§ Task prompt
Whenever "face" appears in a line of the entries below, that line counts; give the total only.

[Natural language region descriptions]
•••••
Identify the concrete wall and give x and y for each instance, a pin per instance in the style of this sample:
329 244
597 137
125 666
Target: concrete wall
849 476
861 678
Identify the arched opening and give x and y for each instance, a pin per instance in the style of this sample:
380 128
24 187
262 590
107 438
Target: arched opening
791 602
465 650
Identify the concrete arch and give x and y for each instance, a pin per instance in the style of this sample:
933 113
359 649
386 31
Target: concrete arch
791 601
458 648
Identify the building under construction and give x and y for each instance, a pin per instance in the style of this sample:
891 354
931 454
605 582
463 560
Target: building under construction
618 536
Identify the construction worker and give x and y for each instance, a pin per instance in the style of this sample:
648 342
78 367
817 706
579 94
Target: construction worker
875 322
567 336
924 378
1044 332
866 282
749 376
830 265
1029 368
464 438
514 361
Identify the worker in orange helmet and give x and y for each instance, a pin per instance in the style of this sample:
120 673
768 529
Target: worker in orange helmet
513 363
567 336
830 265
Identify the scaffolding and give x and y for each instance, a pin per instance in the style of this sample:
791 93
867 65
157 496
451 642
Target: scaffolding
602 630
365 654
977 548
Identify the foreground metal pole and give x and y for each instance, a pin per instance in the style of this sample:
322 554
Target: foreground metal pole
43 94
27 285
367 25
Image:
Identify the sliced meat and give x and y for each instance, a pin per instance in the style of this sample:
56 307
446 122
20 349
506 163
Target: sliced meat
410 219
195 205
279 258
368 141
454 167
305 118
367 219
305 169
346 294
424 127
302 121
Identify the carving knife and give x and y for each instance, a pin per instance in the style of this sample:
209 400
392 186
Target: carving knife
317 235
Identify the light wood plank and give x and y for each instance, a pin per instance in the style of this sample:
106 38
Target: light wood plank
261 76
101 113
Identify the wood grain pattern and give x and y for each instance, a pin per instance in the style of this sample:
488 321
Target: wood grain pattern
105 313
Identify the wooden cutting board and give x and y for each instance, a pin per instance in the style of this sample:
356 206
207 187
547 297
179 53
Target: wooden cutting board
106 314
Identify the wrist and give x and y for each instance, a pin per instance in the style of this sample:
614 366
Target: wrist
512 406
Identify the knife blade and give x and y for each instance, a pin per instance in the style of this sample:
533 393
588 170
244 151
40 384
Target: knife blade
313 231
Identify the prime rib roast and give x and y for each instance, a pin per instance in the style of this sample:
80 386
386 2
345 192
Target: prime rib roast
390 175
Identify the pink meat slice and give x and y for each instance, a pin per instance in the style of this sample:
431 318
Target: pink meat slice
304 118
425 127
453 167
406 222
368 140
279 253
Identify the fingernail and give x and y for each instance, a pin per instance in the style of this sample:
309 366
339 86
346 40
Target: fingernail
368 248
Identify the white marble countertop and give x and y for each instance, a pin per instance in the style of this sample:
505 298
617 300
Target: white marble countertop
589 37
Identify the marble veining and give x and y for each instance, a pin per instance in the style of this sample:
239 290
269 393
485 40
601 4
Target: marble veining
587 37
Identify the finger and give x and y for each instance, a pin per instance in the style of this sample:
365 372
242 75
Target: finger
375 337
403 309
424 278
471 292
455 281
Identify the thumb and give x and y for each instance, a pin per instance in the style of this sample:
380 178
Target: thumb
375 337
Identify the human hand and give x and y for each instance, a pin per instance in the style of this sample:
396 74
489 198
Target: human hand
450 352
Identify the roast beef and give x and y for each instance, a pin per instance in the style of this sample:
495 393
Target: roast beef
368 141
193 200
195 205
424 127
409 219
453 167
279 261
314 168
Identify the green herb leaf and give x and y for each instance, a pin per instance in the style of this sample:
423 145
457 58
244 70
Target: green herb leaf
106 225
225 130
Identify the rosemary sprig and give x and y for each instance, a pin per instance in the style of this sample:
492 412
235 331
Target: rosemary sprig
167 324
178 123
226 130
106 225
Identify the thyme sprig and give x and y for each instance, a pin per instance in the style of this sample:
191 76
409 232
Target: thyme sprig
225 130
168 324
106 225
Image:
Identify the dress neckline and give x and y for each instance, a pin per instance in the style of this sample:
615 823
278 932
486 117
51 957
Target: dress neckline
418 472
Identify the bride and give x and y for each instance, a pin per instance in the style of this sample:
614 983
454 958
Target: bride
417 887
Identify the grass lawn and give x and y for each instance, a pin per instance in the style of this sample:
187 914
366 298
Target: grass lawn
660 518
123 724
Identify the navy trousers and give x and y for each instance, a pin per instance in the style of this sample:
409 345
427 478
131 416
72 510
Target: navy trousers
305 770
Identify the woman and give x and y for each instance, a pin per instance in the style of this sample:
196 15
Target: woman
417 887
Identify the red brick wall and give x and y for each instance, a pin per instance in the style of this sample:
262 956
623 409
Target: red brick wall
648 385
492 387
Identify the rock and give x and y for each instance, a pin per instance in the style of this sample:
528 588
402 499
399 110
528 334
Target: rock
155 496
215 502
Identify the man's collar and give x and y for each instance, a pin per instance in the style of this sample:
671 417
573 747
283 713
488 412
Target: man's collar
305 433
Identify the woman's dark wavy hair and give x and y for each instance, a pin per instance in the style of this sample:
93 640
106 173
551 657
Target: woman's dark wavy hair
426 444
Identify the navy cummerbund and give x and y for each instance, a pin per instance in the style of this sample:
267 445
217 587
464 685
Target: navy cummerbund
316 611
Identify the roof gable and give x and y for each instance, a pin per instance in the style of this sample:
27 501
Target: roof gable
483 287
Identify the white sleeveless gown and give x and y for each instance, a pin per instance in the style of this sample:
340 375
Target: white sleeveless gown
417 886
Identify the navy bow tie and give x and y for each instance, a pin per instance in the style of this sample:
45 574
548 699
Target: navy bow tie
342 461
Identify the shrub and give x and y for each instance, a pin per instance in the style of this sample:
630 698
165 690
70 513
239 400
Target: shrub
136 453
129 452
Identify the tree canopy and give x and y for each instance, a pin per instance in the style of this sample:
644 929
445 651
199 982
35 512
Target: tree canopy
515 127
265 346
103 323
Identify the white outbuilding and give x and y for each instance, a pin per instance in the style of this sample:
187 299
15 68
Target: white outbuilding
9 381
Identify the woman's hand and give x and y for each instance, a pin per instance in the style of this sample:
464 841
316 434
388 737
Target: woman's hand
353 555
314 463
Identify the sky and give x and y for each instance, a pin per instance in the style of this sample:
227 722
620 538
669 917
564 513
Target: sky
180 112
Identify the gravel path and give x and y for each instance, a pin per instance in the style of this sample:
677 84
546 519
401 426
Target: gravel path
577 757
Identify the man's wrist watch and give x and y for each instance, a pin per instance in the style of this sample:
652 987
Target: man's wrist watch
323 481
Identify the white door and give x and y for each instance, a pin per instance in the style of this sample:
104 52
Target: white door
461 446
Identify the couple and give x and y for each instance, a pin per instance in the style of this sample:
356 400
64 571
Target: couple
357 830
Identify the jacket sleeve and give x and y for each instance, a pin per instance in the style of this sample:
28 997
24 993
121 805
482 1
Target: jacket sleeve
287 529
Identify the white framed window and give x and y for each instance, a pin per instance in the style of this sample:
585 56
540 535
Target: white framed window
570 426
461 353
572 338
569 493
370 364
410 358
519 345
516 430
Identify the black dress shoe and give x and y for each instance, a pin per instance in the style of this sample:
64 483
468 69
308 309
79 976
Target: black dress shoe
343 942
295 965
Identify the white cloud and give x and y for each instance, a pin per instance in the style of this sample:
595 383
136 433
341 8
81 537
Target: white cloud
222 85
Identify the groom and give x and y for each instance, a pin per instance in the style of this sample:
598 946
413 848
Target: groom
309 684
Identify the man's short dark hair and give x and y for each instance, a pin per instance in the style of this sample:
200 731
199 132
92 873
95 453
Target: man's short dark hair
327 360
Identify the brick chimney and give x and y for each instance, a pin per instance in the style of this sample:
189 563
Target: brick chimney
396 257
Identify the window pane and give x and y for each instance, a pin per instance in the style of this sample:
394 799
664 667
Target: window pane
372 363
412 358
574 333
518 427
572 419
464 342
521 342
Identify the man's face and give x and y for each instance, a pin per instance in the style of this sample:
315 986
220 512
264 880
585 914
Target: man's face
•••••
§ Reply
2